● **Task goal**: Please report each line of the listing below that contains the word "desk", copying every such line in full.
================
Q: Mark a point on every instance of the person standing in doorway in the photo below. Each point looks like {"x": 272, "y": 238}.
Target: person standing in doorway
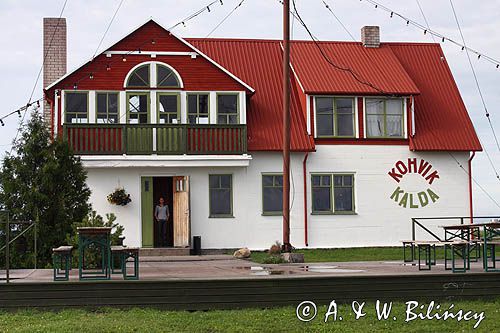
{"x": 161, "y": 216}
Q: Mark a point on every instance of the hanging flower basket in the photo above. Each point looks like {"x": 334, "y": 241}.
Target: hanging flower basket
{"x": 119, "y": 197}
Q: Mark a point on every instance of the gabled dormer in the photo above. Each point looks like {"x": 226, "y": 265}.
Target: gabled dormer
{"x": 151, "y": 92}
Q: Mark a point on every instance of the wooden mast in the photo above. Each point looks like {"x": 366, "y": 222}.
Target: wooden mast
{"x": 286, "y": 126}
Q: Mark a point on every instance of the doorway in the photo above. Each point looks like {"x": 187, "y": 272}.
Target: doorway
{"x": 162, "y": 188}
{"x": 175, "y": 193}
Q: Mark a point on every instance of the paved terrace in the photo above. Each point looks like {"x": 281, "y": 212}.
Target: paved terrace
{"x": 227, "y": 267}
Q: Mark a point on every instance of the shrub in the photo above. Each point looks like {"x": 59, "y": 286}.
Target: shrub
{"x": 94, "y": 220}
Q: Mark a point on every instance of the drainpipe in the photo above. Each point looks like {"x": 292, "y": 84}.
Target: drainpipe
{"x": 304, "y": 176}
{"x": 471, "y": 208}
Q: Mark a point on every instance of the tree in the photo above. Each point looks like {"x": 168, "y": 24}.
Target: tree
{"x": 42, "y": 176}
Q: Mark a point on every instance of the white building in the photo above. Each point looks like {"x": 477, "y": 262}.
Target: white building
{"x": 376, "y": 140}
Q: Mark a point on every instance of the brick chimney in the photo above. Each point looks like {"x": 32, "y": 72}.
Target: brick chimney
{"x": 370, "y": 36}
{"x": 54, "y": 52}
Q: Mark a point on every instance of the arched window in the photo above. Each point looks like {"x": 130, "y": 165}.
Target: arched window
{"x": 166, "y": 77}
{"x": 139, "y": 77}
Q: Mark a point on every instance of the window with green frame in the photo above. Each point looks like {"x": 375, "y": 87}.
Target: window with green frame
{"x": 107, "y": 107}
{"x": 198, "y": 108}
{"x": 168, "y": 108}
{"x": 137, "y": 108}
{"x": 139, "y": 77}
{"x": 221, "y": 195}
{"x": 227, "y": 108}
{"x": 272, "y": 194}
{"x": 334, "y": 117}
{"x": 166, "y": 77}
{"x": 76, "y": 107}
{"x": 384, "y": 117}
{"x": 335, "y": 196}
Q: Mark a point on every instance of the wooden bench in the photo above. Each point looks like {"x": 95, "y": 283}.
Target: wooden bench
{"x": 491, "y": 246}
{"x": 61, "y": 260}
{"x": 426, "y": 251}
{"x": 123, "y": 253}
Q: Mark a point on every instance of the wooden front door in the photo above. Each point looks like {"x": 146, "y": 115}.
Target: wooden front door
{"x": 181, "y": 211}
{"x": 147, "y": 207}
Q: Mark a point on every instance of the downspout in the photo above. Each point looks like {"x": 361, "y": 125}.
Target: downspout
{"x": 304, "y": 176}
{"x": 471, "y": 208}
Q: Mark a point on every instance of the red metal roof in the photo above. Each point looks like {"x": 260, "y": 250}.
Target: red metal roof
{"x": 418, "y": 69}
{"x": 258, "y": 63}
{"x": 377, "y": 66}
{"x": 441, "y": 119}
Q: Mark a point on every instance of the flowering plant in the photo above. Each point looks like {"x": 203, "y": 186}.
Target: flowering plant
{"x": 119, "y": 197}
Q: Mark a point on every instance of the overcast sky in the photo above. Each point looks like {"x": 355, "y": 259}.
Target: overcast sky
{"x": 21, "y": 41}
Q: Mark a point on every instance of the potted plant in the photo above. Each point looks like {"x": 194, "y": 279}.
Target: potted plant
{"x": 119, "y": 197}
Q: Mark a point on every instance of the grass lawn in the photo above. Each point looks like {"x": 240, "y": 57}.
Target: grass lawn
{"x": 252, "y": 320}
{"x": 351, "y": 254}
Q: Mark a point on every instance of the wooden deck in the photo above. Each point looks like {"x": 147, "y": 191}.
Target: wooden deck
{"x": 228, "y": 284}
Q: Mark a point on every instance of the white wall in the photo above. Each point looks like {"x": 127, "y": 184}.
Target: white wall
{"x": 379, "y": 220}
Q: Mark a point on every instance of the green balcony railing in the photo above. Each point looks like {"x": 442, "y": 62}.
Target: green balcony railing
{"x": 114, "y": 139}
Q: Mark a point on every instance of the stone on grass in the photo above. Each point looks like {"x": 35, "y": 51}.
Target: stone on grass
{"x": 242, "y": 253}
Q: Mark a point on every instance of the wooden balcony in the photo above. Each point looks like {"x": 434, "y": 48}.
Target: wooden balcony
{"x": 117, "y": 139}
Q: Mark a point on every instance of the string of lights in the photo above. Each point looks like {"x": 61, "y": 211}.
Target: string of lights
{"x": 91, "y": 75}
{"x": 19, "y": 111}
{"x": 225, "y": 18}
{"x": 25, "y": 108}
{"x": 353, "y": 73}
{"x": 487, "y": 114}
{"x": 328, "y": 7}
{"x": 107, "y": 29}
{"x": 426, "y": 31}
{"x": 425, "y": 19}
{"x": 475, "y": 181}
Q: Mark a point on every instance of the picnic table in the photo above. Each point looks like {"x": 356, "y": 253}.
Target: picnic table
{"x": 471, "y": 234}
{"x": 464, "y": 241}
{"x": 96, "y": 238}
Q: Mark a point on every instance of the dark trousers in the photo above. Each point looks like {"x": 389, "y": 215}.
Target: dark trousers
{"x": 163, "y": 232}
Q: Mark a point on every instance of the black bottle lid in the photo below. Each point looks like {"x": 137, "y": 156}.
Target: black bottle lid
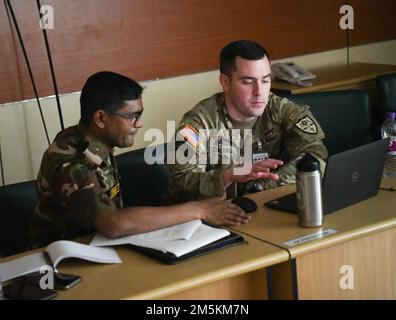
{"x": 308, "y": 163}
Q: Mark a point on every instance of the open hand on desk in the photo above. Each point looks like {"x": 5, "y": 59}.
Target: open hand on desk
{"x": 258, "y": 170}
{"x": 217, "y": 211}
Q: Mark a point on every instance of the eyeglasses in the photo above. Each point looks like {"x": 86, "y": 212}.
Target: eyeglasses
{"x": 132, "y": 117}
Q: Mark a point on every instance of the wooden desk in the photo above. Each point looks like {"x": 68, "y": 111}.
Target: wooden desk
{"x": 233, "y": 273}
{"x": 366, "y": 241}
{"x": 340, "y": 77}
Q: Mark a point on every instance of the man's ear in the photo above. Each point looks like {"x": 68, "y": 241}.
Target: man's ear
{"x": 99, "y": 118}
{"x": 224, "y": 82}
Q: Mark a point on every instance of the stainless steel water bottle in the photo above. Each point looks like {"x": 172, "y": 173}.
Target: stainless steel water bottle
{"x": 309, "y": 192}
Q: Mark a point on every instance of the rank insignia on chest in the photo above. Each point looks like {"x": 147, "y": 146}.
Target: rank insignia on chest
{"x": 307, "y": 125}
{"x": 114, "y": 191}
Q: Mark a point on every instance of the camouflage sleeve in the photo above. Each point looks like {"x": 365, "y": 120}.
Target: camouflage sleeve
{"x": 191, "y": 181}
{"x": 78, "y": 190}
{"x": 302, "y": 134}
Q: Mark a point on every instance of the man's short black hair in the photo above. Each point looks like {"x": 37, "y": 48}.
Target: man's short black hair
{"x": 106, "y": 91}
{"x": 245, "y": 49}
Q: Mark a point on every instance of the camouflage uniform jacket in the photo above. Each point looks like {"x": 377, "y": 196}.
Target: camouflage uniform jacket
{"x": 285, "y": 131}
{"x": 77, "y": 178}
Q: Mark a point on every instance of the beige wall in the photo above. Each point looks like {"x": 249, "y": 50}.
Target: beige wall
{"x": 22, "y": 136}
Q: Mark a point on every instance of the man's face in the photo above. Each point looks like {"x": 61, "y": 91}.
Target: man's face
{"x": 119, "y": 130}
{"x": 247, "y": 91}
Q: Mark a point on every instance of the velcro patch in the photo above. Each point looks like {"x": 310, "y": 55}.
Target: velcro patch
{"x": 307, "y": 125}
{"x": 189, "y": 134}
{"x": 114, "y": 191}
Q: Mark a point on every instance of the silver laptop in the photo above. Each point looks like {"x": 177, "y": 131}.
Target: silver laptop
{"x": 351, "y": 176}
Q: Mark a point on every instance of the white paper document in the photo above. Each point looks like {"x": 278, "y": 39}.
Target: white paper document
{"x": 178, "y": 232}
{"x": 57, "y": 251}
{"x": 169, "y": 240}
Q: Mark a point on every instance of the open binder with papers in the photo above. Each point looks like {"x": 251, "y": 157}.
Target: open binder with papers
{"x": 177, "y": 243}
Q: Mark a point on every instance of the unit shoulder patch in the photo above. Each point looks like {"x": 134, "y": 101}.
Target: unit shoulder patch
{"x": 307, "y": 125}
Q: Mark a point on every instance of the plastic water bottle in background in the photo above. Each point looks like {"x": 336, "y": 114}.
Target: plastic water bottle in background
{"x": 309, "y": 192}
{"x": 388, "y": 129}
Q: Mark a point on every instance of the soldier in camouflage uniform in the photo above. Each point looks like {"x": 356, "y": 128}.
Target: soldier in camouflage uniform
{"x": 279, "y": 128}
{"x": 78, "y": 186}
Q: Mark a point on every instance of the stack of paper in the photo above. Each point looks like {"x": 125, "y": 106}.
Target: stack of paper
{"x": 179, "y": 239}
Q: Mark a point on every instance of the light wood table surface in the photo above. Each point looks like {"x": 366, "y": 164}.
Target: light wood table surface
{"x": 237, "y": 272}
{"x": 365, "y": 240}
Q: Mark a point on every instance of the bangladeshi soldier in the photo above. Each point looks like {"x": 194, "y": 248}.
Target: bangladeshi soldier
{"x": 78, "y": 187}
{"x": 250, "y": 125}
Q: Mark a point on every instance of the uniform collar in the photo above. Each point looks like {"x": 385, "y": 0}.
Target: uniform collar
{"x": 95, "y": 151}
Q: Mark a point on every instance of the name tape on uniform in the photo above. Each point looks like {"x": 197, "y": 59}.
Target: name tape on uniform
{"x": 310, "y": 237}
{"x": 259, "y": 157}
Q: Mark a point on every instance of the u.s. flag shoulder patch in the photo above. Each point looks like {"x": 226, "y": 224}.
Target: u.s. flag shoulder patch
{"x": 188, "y": 133}
{"x": 307, "y": 125}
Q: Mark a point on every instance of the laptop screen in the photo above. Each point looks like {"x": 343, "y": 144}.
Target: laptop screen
{"x": 350, "y": 177}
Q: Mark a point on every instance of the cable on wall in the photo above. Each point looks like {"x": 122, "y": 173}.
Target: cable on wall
{"x": 52, "y": 68}
{"x": 28, "y": 66}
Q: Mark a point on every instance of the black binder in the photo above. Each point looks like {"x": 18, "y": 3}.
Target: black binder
{"x": 169, "y": 258}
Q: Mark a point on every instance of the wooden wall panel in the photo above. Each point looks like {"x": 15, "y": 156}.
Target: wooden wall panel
{"x": 374, "y": 20}
{"x": 155, "y": 39}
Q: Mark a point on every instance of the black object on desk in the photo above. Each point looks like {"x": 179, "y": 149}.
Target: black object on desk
{"x": 245, "y": 204}
{"x": 169, "y": 258}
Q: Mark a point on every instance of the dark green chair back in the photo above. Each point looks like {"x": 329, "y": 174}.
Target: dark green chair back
{"x": 345, "y": 117}
{"x": 386, "y": 85}
{"x": 142, "y": 184}
{"x": 17, "y": 202}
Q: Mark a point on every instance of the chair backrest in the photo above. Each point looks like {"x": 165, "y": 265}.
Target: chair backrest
{"x": 143, "y": 184}
{"x": 345, "y": 117}
{"x": 17, "y": 202}
{"x": 386, "y": 85}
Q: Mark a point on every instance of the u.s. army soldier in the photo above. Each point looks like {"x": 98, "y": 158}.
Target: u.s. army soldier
{"x": 278, "y": 129}
{"x": 78, "y": 186}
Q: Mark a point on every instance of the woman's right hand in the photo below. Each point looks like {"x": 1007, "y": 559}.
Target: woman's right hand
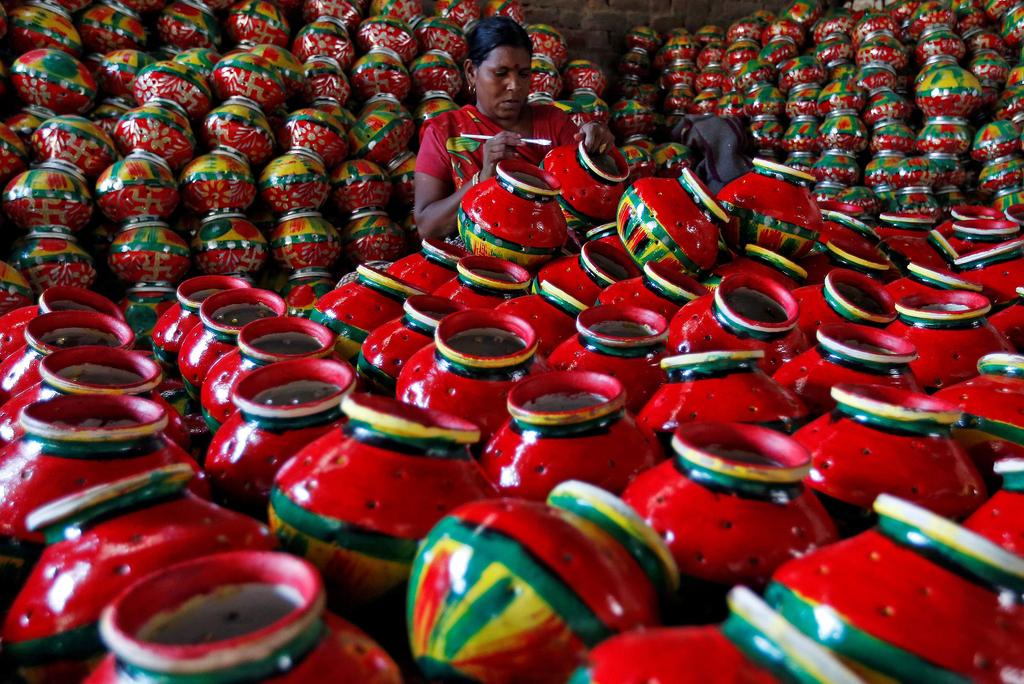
================
● **Task result**:
Q: Mark a point on every instance of the open hand on desk in the photo above. Each point looks like {"x": 5, "y": 59}.
Target: open hand on desk
Q: Mark a point on every instance of the wooden desk in the photo above. Each point looks like {"x": 68, "y": 111}.
Target: wooden desk
Q: Mark a point on every instance of the black object on desk in the photo above. Each point looks like {"x": 179, "y": 149}.
Target: black object on desk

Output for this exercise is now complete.